** TO DO **
(A) Reproduce the Polly memoir passage below from "Being as I was" to "take the house.".
(B) Carry on writing the Polly memoir passage below, picking up after its final sentence.

** PASSAGE PROVIDED **
Polly
Page 7
I suppose Clarnico were, for their time, really good employers. Another of their schemes was a yearly bonus for workers. I can’t remember what you had to do to qualify, but they used to make a great performance out of it. They used to hire the Peoples Palace up the Mile End Road for the occasion and we all had to troop up there to collect our money. The Clarnico band was there to play music all the way through the ceremony and all the managers would be sat up on the platform. Then we would line up and file past one at a time to be given our brown envelope with the bonus inside. One time I got a £5 note and it caused a real stir – nobody in our street had ever seen one before and nobody would change it for me. In the end my Mum went down to the corner shop and told them that if they didn’t change it she would never shop there again. So they changed it – but they also ‘exhibited’ it in the window for a couple of days! It’s a wonder it didn’t get pinched.
Even though he enjoyed the money, Fred hated the idea of me working but had to put up with it. Because of the extra money we were able to move to a flat in Manor Park. That was proper upmarket then – ‘frightfully, frightfully’ high class. Fred really enjoyed that: as I said, he was a right social climber. Not that I should complain about him because he gave me a good life. He was a compulsive ‘joiner’ but couldn’t join anything without working away until he ran it, and I got all the benefit of the social life that went with it. He was a big wheel in the Swimming Club (local and county), the Freemasons, the Buffaloes and goodness knows what else in his time. Even when he retired and took a part-time kitchen job up in a London Gentlemen’s Dining Club within six months he had his own set of keys, was in charge of the silverware, and was virtually assistant kitchen/cellar manager for their formal dinners.
Looking back to where he came from, from the very worst bit of Stratford which was itself a pretty rough part of the East End, he made a great deal of himself and in his quiet way was proud of it. He once said to me that there couldn’t be many people from his background who had made a speech to a banquet in the Connaught Rooms, up in the City. And he was right. He was a climber, and was proud of himself, but he always said that his proudest moment was at some formal dinner or other, when he was being installed as President of whatever it was, and in his introduction the Chairman congratulated him that his son had just got a place at Cambridge. He admitted to crying in public for about the only time in his life!
Anyway, back to Manor Park. We lived there for a couple of years but then my aunt announced she had found us a ‘nice house’ in Keogh Road, back in Stratford. It must have been early 1940. My aunt was full of praises for this house though I think its main attraction was that it was next door to her. Uncle was ill and was getting progressively worse so that he had to go to hospital every couple of weeks. I think she just wanted somebody ‘family’ next door to help look after him. One Saturday we arranged to go over to have a look at the house, though I didn’t feel much like it. In fact I felt decidedly off colour and distinctly sick but I had promised Aunty that I would look. She was right, it was a nice little house and Keogh Road was much the better end of Stratford.
Being as I was nearby I decided that I might as well visit Mum while I was at it. By the time I got there I was feeling really ill. I knocked on her door and as soon as she opened it I didn’t say a word but rushed straight past and into the loo to be sick. When I felt better I started telling her the story, about looking at the house but not feeling too good and so on and so on. She didn’t say a word until she looked me in the eye and asked, ‘are you carrying then?’ It just hadn’t occurred to me up until then. We had been married for years, never taken any precautions but nothing had ever happened so I had just put such things out of my mind. Anyway, I was carrying so that was the end of my career in Clarnico and also made the decision to take the house.

** DATASET EXTRACT **
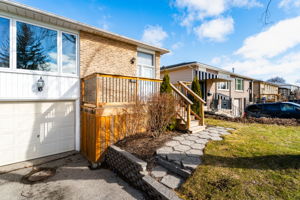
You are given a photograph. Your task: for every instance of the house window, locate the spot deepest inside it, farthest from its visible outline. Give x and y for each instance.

** ANSWERS PER TASK **
(A)
Being as I was nearby I decided that I might as well visit Mum while I was at it. By the time I got there I was feeling really ill. I knocked on her door and as soon as she opened it I didn’t say a word but rushed straight past and into the loo to be sick. When I felt better I started telling her the story, about looking at the house but not feeling too good and so on and so on. She didn’t say a word until she looked me in the eye and asked, ‘are you carrying then?’ It just hadn’t occurred to me up until then. We had been married for years, never taken any precautions but nothing had ever happened so I had just put such things out of my mind. Anyway, I was carrying so that was the end of my career in Clarnico and also made the decision to take the house.

(B)
I didn’t go back to work until the early 1950s when both boys were at school and I got fed up with being at home all day. I saw an early morning office-cleaning job advertised in the local paper and to me it seemed ideal. It meant the boys would have to get themselves off to school in the morning, but I could be home by soon after nine so I was there pretty well all day in the holidays or if they were off school for any reason. I didn’t say anything to Fred until after I got the job, because I knew he would object. He did object; in fact he never approved and never cooperated with anything to make my working life easier. Even so, the job suited me, suited the family and I enjoyed it, so I stayed there until we moved away from London in the mid-1960s.
14
Meeting and Marrying Fred
(1929–32)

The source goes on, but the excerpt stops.